Selected extract ::
^^^^

Two weeks ago, a customer received a call from a reputed Sri Lankan foreign bank. Confused at first, because it was a call that had a ‘recorded message’ which could not be understood, the customer ignored it, when to his dismay it came again for the second time a few days later giving the customer [...]

Business Times

Comment – Credit cards: The slow killer


Two weeks ago, a customer received a call from a reputed Sri Lankan foreign bank. Confused at first, because it was a call that had a ‘recorded message’ which could not be understood, the customer ignored it, when to his dismay it came again for the second time a few days later giving the customer another telephone number that he should call.

While there was no other message of explanation as to why the customer should call this number (which should be a basic courtesy from a bank towards its customers), it was also simply impossible to take down a seven-digit number rattled off in a jiffy. A few days later, the customer received the same call and by the time he wrote the first three digits of the number, the call ended. Further enquiry from the bank concerned, revealed that he was over the maximum limit permitted in his credit card.

Earlier this bank (and other banks too) had a group of outsourced-representatives calling cardholders and informing them that spending has gone over the limit. Sometimes, calls are received at the individual’s office, and if he or she is not in, the person taking the call is told to inform the cardholder that ‘he has exceeded the limit’. So much for confidentiality!

Then there is a tale of a corporate lawyer who went to the bank to verify his credit card balance and was told bluntly to access the bank website! Only after creating a commotion at the counter that the bank manager came running to attend to his requirement.

^^^^

(Extracted data entries)

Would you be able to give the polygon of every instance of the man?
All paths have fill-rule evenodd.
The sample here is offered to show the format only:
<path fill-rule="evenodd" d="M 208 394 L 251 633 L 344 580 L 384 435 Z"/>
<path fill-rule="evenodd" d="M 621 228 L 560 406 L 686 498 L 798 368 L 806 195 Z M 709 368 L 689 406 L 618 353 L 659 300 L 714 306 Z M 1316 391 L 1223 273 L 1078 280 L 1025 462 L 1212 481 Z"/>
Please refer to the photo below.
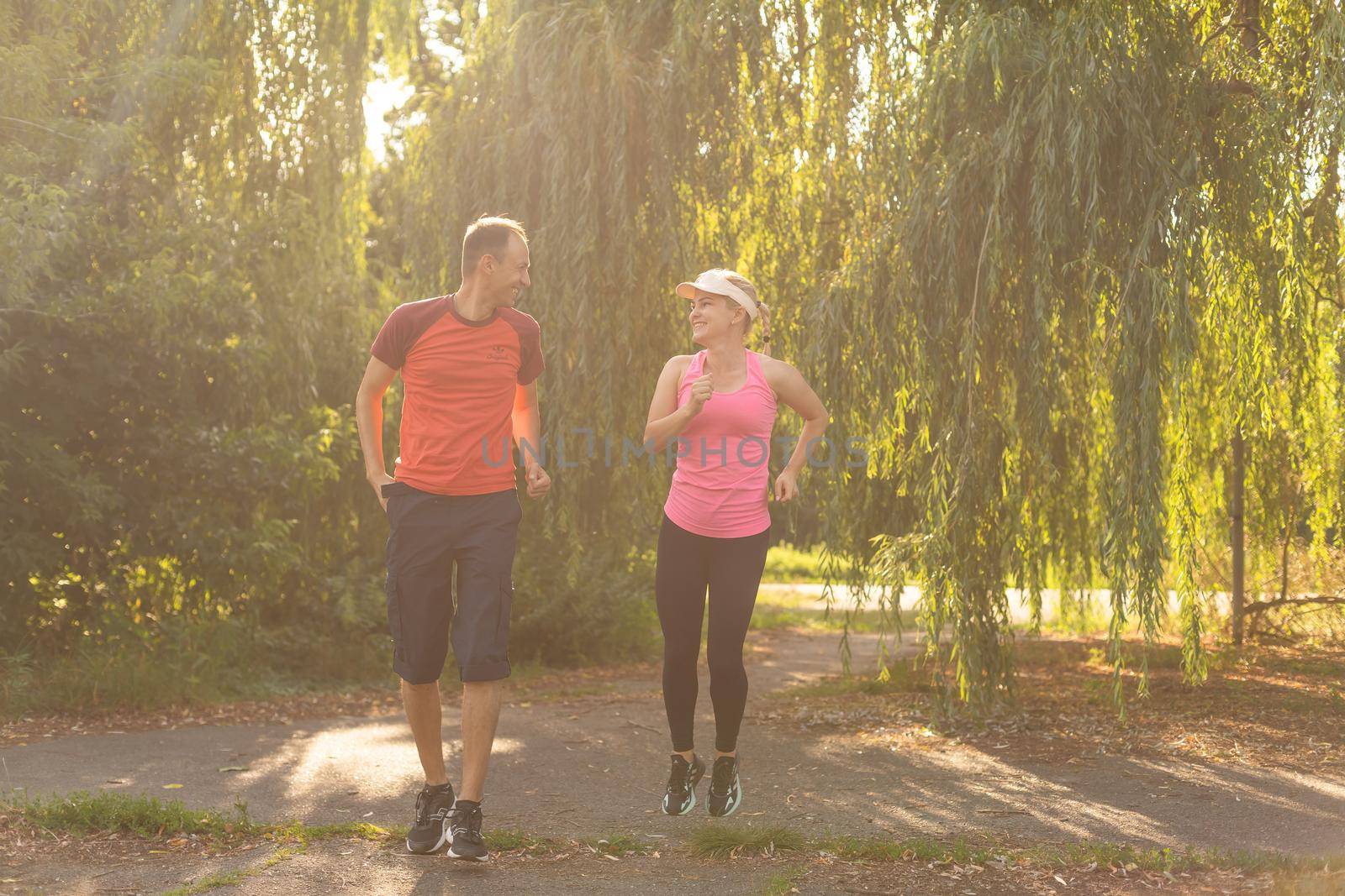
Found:
<path fill-rule="evenodd" d="M 406 836 L 413 853 L 432 853 L 447 842 L 455 858 L 487 858 L 482 794 L 500 682 L 510 673 L 510 575 L 523 513 L 511 438 L 525 458 L 529 497 L 541 498 L 551 485 L 538 461 L 541 330 L 512 308 L 531 285 L 527 271 L 527 235 L 518 222 L 473 222 L 463 238 L 461 286 L 449 296 L 401 305 L 389 316 L 355 399 L 364 469 L 391 527 L 393 669 L 402 678 L 406 720 L 425 768 Z M 390 477 L 382 402 L 398 371 L 405 399 L 397 474 Z M 438 677 L 449 623 L 463 680 L 463 789 L 456 798 L 440 732 Z"/>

^^^^

Task instructions ::
From the credit card commentary above, reproduce word for word the passage that begins at the words "While there was" and stops after the words "his credit card.".

Full output ::
While there was no other message of explanation as to why the customer should call this number (which should be a basic courtesy from a bank towards its customers), it was also simply impossible to take down a seven-digit number rattled off in a jiffy. A few days later, the customer received the same call and by the time he wrote the first three digits of the number, the call ended. Further enquiry from the bank concerned, revealed that he was over the maximum limit permitted in his credit card.